» Parts of the exercise:
1. Retype part of the article on the Association of the German Farmers Associations word for word. Begin at the words "VdB was a sister" and stop after "than the VdB.".
2. Summarize the article on the Association of the German Farmers Associations in two sentences.
3. Carry on the article about the Association of the German Farmers Associations from its last sentence.

» Selected passage:
>>

Association of the German Farmers Associations
- Abbreviation: VdB
- Formation: 24 November 1900
- Founder: Representatives of the Baden, Bavaria, Alsace, Hesse, Nassau, Eastern and West Prussian, Rhenish, Silesian, Trier and Westphalian farmer associations
- Dissolved: 18 January 1934; 92 years ago
- Type: Amalgamation of Christian farmers’ organizations
- Official language: German
- Key people: Engelbert of Kerckerinck zur Borg, Andreas Hermes, Hermann Lünnick Berghausen
- Affiliations: Centre Party (Germany)

= Association of the German Farmers Associations =

The Association of the German Farmers Associations (VdB) existed from 1900 to 1934 and was an amalgamation of Christian farmers’ organizations. From 1900 to 1916 it was called "Association of Christian German Farmers Associations" and from 1931 to 1934 it used the name "Association of German Christian Farmers Associations".

== History ==
The Association of the German Farmers Associations was an umbrella organization of Christian farmers’ organizations which belongs to mostly the Catholic milieu. It united mainly small and medium farmers. The VdB was politically associated with the right wing of the Centre Party. It was established as the "Association of Christian German Farmer Associations" on 24 November 1900, at a Conference in Frankfurt am Main, by representatives of the Baden, Bavaria, Alsace, Hesse, Nassau, Eastern and West Prussian, Rhenish, Silesian, Trier and Westphalian farmer associations. The member organizations, especially in the Catholic regions of Western and southern Germany, had been established in the 1880s and 1890s. In North and Eastern areas farmers were more frequently associated with the Agrarian League and the National Agricultural League. The emergence of these farmer associations can be seen in the broader context of the history of political Catholicism and the Catholic associations of the 19th century.
VdB was a sister organization of the Bavarian People's Party (BVP) which had been established as a splinter of the Center Party in 1919. The Bavarian People's Party was a more politically oriented than the VdB.

The VdB was closely intertwined with the cooperative movement.

<<

» Supplied material:
>>

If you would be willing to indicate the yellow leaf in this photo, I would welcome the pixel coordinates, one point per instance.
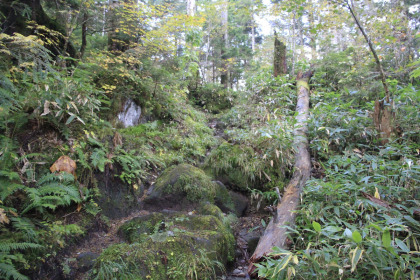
(3, 217)
(377, 193)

<<

» Answers below:
1.
VdB was a sister organization of the Bavarian People's Party (BVP) which had been established as a splinter of the Center Party in 1919. The Bavarian People's Party was a more politically oriented than the VdB.

2. The Association of the German Farmers Associations (VdB) existed from 1900 to 1934 as an umbrella organization of Christian farmers' organizations, mostly from the Catholic milieu. It united mainly small and medium farmers, was politically associated with the right wing of the Centre Party, and was closely intertwined with the cooperative movement.

3.
The revolution of 1918 allowed the Christian Farmers Associations to recruit many new members and to attract new member organizations because farmers were enthusiastic about demands by the Independent Social Democratic Party of Germany and the majority Social Democratic Party of Germany for economic socialization as well as for the separation of Church and State in cultural and educational policy. At this time the VdB was able to recruit Protestant farmers’ association members.

With the agricultural crisis in the second half of the 1920s came fierce controversies within the Association as conservative and Protestant member associations demand a stronger Weimar Republic government and more cooperation with other, usually far more right-oriented, farmers’ associations. This led to splits and exclusions. The new President Andreas Hermes, long time Minister of Agriculture and food for the Centre Party (Germany) attempted to stop this development, but only partially succeeded. The Westphalian and Rhenish nobility demanded right oriented policy. In February 1929 the "Green Front" was formed by the Association of Christian German Farmers Associations, many of its member organizations, the National Agricultural League, the German Agriculture Council (Deutsche Landwirtschafsrat) and the German Farmers' Party (Deutsche Bauernshaft). This agricultural alliance supported state protectionist agriculture.
Hermes, who resisted the Nazi claim to power in 1933, was arrested. His successor was ready to participate in the NS State. The National Socialist agricultural leader Richard Walther Darré disbanded the Association of German Farmers Associations on 18 January 1934. The member associations had been disbanded the previous year.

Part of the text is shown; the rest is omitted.